* Exercise text *

In an observational study with one male patient with hypertension, it was found that a single dose of hibiscus tea reduced systolic and diastolic blood pressure. Similarly, an intervention study showed a beneficial effect for systolic and diastolic blood pressure in healthy patients. Over a dozen other randomized clinical trials and quasi-experimental studies also indicated positive effects on blood pressure; however, there was an inconsistency regarding the effects on systolic versus diastolic blood pressure.

Hibiscus was found to reduce total cholesterol and low-density lipoprotein and increase high-density lipoproteins in over six interventions and placebo-controlled trials; however, hibiscus did not show an effect on serum lipid levels in a number of other trials. There were more trials that had positive effect than no effect.

When taken with a high-carbohydrate breakfast, the intake of hibiscus appeared to slow the rise of blood glucose. In a quasi-experimental and control study, the consumption of hibiscus lowered fasting blood glucose levels; however, there was no improvement in postprandial blood glucose levels. Other studies indicated a reduction in the fasting blood glucose, fasting insulin levels, postprandial glucose, and cortisol levels, an improvement in insulin resistance, and a tendency for lower postprandial insulin response. Two studies, however, did not show any change in blood glucose levels.

Hibiscus indicated a reduction in weight and abdominal fat in a randomized clinical study of 36 patients with obesity. In another double-blind, placebo-controlled, and randomized study, hibiscus supplementation was associated with an increase in adiponectin levels. There was also a reduction in body weight, body mass index, and fat mass in another double-blind, placebo-controlled study.

In a study with patients with diabetic nephropathy, hibiscus supplementation improved renal function and reduced blood urea nitrogen, blood creatinine, urine creatinine, urine albumin, and high-sensitive C-reactive protein levels. Another study showed an increase in oxalate, citrate, and uric acid excretion levels after consuming hibiscus in patients who had renal stones; however, a different trial demonstrated no effect on renal stone formation. In a randomized, double-blind, lisinopril-controlled study, there was a decrease in sodium levels after consuming hibiscus; however, there was no difference in potassium. In a prospective randomized clinical-case control study, there was a decrease in creatinine and uric acid levels after consuming hibiscus for 28 days, and in a randomized phase three clinical study, there was a reduction in urinary tract infection symptoms after taking a hibiscus supplement for seven days.

In a study with patients with anemia, it was found that hibiscus exhibited hematopoietic effects. In healthy patients, there was an improvement in hematological parameters. Another study found the consumption of a hibiscus water drink increased hemoglobin levels; however, a different study indicated no effects on any hematocrit, platelet, and erythrocyte values.

* Available data *
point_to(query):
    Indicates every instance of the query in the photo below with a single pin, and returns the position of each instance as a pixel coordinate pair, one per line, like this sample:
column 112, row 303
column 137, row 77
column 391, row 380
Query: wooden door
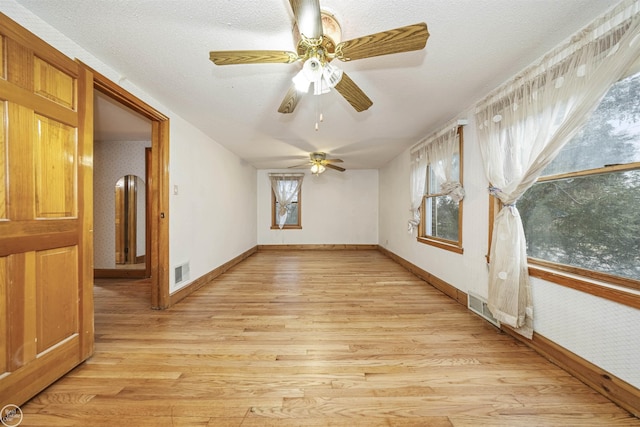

* To do *
Return everything in the hibiscus text from "When taken with" down to "in blood glucose levels.", copied word for word.

* Written response *
When taken with a high-carbohydrate breakfast, the intake of hibiscus appeared to slow the rise of blood glucose. In a quasi-experimental and control study, the consumption of hibiscus lowered fasting blood glucose levels; however, there was no improvement in postprandial blood glucose levels. Other studies indicated a reduction in the fasting blood glucose, fasting insulin levels, postprandial glucose, and cortisol levels, an improvement in insulin resistance, and a tendency for lower postprandial insulin response. Two studies, however, did not show any change in blood glucose levels.